>> begin Quoted text
A syllogism can relate to anything if it's constructed as an argument in which X is Y; Y is Z; therefore, X is Z. This kind of reasoning is called deductive; two premises support a logical conclusion.
Here's an example of a syllogism:
Only someone with proper training should fly airplanes.
Charles Lindbergh has the proper training.
Therefore, Charles Lindbergh should be allowed to fly an airplane.
References to syllogisms surface in literature. In The Mill on the Floss, George Eliot writes,
"And so the poor child, with her soul's hunger and her illusions of self-flattery, began to nibble at this thick-rinded fruit of the tree of knowledge, filling her vacant hours with Latin, geometry, and the forms of the syllogism, and feeling a gleam of triumph now and then that her understanding was quite equal to these peculiarly masculine studies."
>> end Quoted text
>> begin Dataset extract
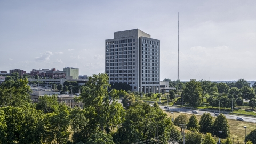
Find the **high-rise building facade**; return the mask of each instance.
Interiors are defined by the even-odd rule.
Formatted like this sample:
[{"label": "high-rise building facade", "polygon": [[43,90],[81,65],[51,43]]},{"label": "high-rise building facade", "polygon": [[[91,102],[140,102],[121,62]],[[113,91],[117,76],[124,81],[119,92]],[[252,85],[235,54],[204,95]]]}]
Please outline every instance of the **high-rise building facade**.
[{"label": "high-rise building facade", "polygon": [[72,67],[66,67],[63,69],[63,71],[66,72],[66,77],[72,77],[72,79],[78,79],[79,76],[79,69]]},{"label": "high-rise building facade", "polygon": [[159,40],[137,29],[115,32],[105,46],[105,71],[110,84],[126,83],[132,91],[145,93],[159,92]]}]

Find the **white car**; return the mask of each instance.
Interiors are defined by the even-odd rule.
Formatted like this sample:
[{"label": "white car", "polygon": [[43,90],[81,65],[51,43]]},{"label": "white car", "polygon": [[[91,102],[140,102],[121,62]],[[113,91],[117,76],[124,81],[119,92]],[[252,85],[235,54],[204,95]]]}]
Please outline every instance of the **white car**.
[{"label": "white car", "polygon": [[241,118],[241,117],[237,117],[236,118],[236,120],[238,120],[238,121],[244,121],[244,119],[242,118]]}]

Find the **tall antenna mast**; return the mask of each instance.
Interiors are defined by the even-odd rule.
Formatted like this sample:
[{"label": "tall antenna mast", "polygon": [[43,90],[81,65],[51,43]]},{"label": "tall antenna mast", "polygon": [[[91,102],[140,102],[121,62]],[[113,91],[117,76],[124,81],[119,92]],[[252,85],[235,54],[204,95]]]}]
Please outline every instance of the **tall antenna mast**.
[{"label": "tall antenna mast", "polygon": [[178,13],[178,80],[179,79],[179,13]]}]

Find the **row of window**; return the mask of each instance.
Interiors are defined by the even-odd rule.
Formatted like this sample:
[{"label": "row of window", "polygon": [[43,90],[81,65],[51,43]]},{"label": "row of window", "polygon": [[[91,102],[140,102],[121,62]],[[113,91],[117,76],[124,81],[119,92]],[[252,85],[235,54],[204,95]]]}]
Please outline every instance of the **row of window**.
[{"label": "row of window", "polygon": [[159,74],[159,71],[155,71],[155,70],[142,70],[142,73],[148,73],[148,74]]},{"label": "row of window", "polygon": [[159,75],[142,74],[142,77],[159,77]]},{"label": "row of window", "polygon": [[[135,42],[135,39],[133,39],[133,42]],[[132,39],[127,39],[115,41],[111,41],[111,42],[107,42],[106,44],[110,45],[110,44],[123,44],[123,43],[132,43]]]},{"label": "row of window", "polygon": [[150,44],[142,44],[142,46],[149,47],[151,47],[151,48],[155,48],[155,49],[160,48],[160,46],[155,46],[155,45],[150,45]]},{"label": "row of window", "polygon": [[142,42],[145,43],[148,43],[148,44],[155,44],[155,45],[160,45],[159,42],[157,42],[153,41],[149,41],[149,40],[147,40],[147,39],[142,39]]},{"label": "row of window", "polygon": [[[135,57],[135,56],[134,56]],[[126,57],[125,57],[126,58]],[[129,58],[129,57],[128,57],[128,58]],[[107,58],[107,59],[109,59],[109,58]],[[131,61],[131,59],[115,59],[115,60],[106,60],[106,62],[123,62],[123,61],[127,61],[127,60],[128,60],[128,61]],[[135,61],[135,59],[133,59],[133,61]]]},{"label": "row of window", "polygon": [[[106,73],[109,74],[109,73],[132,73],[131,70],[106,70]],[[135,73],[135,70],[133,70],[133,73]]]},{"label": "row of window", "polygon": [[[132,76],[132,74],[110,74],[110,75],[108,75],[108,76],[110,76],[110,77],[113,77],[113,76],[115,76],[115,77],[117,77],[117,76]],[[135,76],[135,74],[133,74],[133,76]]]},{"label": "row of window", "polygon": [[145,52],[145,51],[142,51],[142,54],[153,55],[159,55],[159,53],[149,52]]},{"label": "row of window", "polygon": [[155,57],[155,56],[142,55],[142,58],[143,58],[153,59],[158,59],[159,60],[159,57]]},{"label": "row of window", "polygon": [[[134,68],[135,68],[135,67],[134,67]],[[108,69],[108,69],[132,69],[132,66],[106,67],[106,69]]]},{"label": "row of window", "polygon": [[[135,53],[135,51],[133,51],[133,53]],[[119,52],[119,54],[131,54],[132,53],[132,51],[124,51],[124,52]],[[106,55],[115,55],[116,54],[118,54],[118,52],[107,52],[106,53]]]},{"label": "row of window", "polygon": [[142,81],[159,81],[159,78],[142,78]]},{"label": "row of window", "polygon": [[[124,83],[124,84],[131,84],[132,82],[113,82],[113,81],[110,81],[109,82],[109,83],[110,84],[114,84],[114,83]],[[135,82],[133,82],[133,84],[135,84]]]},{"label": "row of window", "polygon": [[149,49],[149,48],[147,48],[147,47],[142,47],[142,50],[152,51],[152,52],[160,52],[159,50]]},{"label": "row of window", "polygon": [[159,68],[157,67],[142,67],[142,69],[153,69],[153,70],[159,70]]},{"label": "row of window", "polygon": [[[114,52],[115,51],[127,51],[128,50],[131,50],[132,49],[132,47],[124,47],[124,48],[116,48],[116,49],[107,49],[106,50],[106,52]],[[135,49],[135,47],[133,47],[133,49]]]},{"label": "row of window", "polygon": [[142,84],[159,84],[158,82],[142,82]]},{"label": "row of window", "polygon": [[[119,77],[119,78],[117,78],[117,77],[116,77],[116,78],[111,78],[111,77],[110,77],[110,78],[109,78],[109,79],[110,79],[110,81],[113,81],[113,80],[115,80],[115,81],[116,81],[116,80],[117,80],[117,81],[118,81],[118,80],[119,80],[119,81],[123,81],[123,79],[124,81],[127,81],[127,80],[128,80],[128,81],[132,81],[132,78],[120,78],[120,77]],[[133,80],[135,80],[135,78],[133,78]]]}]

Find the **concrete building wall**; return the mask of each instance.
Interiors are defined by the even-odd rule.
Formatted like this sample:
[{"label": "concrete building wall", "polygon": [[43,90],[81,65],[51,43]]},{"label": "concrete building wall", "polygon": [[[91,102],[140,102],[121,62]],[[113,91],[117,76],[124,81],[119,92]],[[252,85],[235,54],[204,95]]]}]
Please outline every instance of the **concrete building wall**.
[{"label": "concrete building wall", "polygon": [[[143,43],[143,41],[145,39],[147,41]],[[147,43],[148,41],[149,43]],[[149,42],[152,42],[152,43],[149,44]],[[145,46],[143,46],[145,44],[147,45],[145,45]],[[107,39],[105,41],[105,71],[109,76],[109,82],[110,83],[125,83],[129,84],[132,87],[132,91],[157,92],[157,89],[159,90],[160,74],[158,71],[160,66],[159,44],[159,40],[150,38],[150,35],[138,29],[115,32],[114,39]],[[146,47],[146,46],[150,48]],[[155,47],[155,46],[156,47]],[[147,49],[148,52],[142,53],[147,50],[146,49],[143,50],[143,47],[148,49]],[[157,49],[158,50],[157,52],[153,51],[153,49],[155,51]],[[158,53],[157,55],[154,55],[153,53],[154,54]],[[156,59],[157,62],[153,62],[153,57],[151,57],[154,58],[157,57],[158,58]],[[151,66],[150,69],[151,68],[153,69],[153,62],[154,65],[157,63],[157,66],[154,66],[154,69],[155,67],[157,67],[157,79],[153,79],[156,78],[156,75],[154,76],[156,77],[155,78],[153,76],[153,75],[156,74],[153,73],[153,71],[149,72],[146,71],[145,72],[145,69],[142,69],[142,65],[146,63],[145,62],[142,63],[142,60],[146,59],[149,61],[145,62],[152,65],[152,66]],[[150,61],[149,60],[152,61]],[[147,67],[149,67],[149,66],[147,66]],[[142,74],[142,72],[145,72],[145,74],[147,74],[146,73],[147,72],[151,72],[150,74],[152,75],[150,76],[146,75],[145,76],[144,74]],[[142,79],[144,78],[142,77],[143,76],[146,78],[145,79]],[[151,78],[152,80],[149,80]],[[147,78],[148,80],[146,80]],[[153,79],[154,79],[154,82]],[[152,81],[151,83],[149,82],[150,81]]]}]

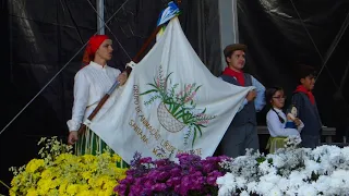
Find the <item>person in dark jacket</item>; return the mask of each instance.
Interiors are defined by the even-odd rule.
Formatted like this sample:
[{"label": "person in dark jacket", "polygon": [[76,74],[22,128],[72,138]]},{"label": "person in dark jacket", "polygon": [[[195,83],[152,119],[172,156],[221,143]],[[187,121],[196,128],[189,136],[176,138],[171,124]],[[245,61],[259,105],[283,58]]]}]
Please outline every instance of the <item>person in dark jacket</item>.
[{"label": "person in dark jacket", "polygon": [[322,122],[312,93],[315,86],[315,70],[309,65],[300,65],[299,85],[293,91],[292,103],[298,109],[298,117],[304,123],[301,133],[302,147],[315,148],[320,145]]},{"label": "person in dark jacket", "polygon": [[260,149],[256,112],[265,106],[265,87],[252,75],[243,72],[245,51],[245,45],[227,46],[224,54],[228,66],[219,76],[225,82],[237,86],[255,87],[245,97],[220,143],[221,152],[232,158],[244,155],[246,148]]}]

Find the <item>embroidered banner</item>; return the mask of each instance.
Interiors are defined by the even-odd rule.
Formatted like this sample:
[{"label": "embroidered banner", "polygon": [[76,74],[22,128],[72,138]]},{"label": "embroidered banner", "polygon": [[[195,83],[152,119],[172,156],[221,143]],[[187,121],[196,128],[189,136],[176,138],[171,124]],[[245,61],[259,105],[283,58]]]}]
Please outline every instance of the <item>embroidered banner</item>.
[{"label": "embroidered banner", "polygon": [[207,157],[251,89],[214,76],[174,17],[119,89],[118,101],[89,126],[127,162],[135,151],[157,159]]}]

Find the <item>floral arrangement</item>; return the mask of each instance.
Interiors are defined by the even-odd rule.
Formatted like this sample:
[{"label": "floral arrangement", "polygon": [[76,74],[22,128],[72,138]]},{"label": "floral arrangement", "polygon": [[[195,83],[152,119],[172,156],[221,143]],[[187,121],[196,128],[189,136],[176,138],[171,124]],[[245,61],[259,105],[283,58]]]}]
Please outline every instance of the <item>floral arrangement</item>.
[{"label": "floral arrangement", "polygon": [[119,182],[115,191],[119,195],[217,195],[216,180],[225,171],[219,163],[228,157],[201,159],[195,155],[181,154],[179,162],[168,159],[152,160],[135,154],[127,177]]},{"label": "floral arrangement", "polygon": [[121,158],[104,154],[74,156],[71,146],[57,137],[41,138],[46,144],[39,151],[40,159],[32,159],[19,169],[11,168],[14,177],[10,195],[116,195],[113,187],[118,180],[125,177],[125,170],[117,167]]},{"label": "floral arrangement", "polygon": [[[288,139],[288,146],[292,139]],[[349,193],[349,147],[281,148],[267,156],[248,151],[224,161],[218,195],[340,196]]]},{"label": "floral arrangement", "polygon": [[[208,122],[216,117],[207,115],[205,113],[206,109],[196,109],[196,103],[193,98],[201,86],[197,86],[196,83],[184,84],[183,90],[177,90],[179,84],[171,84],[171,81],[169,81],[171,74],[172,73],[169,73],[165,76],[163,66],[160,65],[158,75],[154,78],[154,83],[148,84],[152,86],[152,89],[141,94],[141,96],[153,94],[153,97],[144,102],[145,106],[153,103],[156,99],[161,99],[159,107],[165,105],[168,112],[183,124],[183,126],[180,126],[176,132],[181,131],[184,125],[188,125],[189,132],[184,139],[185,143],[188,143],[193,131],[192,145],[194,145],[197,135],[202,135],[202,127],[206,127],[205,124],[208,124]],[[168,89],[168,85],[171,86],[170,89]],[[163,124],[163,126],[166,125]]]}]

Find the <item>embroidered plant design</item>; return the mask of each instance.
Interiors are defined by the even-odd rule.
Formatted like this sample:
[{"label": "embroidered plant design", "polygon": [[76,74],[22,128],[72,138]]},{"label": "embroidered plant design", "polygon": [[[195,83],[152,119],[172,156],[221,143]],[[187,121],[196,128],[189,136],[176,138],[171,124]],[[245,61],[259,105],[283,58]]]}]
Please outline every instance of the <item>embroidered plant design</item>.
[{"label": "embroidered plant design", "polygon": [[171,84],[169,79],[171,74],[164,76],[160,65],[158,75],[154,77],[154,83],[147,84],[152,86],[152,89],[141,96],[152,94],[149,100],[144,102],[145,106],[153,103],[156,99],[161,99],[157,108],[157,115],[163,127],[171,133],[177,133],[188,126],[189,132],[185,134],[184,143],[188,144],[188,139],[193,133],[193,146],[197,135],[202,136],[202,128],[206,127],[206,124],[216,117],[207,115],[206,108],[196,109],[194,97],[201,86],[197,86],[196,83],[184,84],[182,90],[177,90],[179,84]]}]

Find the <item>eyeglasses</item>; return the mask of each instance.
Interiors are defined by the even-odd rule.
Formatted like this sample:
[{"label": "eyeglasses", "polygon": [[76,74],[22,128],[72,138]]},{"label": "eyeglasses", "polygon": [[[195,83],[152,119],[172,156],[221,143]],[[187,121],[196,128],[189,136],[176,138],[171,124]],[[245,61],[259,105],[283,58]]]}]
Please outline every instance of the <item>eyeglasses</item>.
>> end Dataset extract
◆ **What the task requires**:
Pick up the passage on syllogisms from where it stops and continue it.

◆ **Response to the task**:
In Far from the Madding Crowd, Thomas Hardy notes,
"Many of her thoughts were perfect syllogisms; unluckily they always remained thoughts. Only a few were irrational assumptions; but, unfortunately, they were the ones which most frequently grew into deeds."
The same author says in his 19th-century novel Tess of the d'Urbervilles,
"She reflected; and with her acute memory for the letter of Angel Clare's remarks, even when she did not comprehend their spirit, she recalled a merciless polemical syllogism that she had heard him use when, as it occasionally happened, he indulged in a species of thinking aloud with her at his side."
And, in case you were wondering, polemical refers to a controversial argument.